During the summers of Soto’s childhood, if he and his siblings aren’t at the park, they’re watching TV. Since their mother works long hours at the factory, leaving them home alone during the summer months, the TV becomes a teacher for Soto. It’s while watching TV that Soto develops his ideas about the world beyond his Fresno neighborhood and his own family. This idea can be seen when Soto watches a television show about a Polynesian tribe eating turtle soup, and that night he asks his mother if they can try turtle soup sometime, too. As they’re eating their meal of beans and tortillas, his mother laughs at Soto’s idea and says that he’s a “crazy Mexican” (29) and people don’t eat turtles. Here, the TV leads Soto to his first discrepancy between what he sees on a show and what he lives. The TV shows him that there’s a big wide world in which people eat turtles, but not he and his family. More confusing for Soto is that his mother makes it a cultural issue, saying that the idea of eating turtle calls into question the essence of his “Mexican” roots, since, as she implies, Mexicans don’t eat turtle.


In another instance, Soto watches Father Knows Best, a show with a white cast whose “family was so uncomplicated in its routine that [he] very much wanted to imitate it” (26). From this show, Soto gathers that white families are successful and wealthy because they “wear shoes at dinner” (26). He tries to get his family to do the same, but again his mother thinks he’s being ridiculous. While watching Leave it to Beaver, another show with a white cast, he sees “the comfortable lives of white kids,” to which he did not experience:


There were no beatings, no rifts in the family. They wore bright clothes; toys tumbled from their closets. They hopped into bed with kisses and woke to glasses of fresh orange juice, and to a father sitting before his morning coffee while the mother buttered his toast. They hurried through the day making gobs of money, returning home to a warmly lit living room, and then dinner (30).

- [Entries shown]
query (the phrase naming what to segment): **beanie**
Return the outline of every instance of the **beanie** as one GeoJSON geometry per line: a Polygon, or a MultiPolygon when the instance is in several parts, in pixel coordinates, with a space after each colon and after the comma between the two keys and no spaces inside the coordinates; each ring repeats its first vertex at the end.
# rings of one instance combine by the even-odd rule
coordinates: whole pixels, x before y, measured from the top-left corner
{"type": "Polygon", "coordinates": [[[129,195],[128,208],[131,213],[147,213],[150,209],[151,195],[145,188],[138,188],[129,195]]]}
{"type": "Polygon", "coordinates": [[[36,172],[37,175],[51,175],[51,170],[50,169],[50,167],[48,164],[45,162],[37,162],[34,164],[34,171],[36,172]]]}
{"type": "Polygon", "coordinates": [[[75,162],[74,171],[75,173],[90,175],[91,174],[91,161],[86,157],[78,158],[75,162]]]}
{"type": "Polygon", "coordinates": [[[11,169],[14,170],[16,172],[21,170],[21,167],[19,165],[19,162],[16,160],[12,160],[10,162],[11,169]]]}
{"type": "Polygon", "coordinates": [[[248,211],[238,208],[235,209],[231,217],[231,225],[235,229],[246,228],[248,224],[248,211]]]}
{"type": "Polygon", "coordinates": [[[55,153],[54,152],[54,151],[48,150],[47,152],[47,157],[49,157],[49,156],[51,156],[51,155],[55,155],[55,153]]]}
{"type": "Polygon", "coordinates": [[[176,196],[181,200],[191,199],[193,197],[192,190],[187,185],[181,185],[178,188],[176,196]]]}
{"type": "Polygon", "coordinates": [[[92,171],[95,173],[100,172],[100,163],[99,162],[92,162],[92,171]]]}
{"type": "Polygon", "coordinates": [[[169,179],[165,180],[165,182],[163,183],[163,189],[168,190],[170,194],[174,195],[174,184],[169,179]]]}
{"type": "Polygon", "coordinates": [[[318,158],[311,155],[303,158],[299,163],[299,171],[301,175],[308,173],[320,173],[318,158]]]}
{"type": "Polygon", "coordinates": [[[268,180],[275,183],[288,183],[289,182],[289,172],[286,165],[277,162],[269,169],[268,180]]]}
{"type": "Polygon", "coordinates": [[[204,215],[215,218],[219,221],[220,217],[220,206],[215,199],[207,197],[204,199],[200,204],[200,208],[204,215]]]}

- [Required task 1]
In the passage about Soto's childhood television watching, where does Soto's mother work?
- [Required task 2]
Reproduce the stretch of the Soto passage from "There were no" through "then dinner (30).".
- [Required task 3]
Carry on with the passage about Soto's childhood television watching from its last sentence.
The records come from a separate source.

- [Final answer 1]
At the factory.

- [Final answer 2]
There were no beatings, no rifts in the family. They wore bright clothes; toys tumbled from their closets. They hopped into bed with kisses and woke to glasses of fresh orange juice, and to a father sitting before his morning coffee while the mother buttered his toast. They hurried through the day making gobs of money, returning home to a warmly lit living room, and then dinner (30).

- [Final answer 3]
In both shows, Soto sees how different the lives of the white families are from his own experience. The white families on TV have a stay-at-home mom and plenty of money, yet Soto’s single mother is gone most of the day working long hours and still they don’t have extra money to spare. Since Soto can’t pinpoint why the white families on TV are well off and he and his family aren’t, he begins to think it’s just the act of being white that makes them happy and rich. This makes him tell his siblings that “if we improved the way we looked we might get along better in life. White people would like us more. They might invite us to places, like their homes or front yards. They might not hate us so much” (31). 

Food

Since poverty is a constant struggle for Soto and his family growing up, food becomes symbolic of luxury and wealth. Throughout his childhood, Soto’s family relies on beans and tortillas as a staple for dinner. However, after watching shows about exotic places around the world, Soto sees that there are many other food options out there, including turtle soup. Since his mother shuts down the idea that they will ever eat turtles, Soto begins to link food with wealth: beans and tortillas are things you eat when you’re poor, while more exotic foods are the result of luxury.


This idea can be further seen when Soto and his brother Rick are picking cotton. While many of the men spend an exuberant amount of their hard-earned money on food and Cokes, Soto and Rick eat their nearly-fetid tuna sandwiches and saltine crackers to save money, knowing that their money equals clothing for school. In another instance later in the book, Soto and his brother are roommates, and Soto suggests that they become vegetarians because of the lack of money they have for food. However, he begins dating Carolyn, and he views her as well-off because she has food luxuries such as ham and ice cream. Again, he equates food with wealth.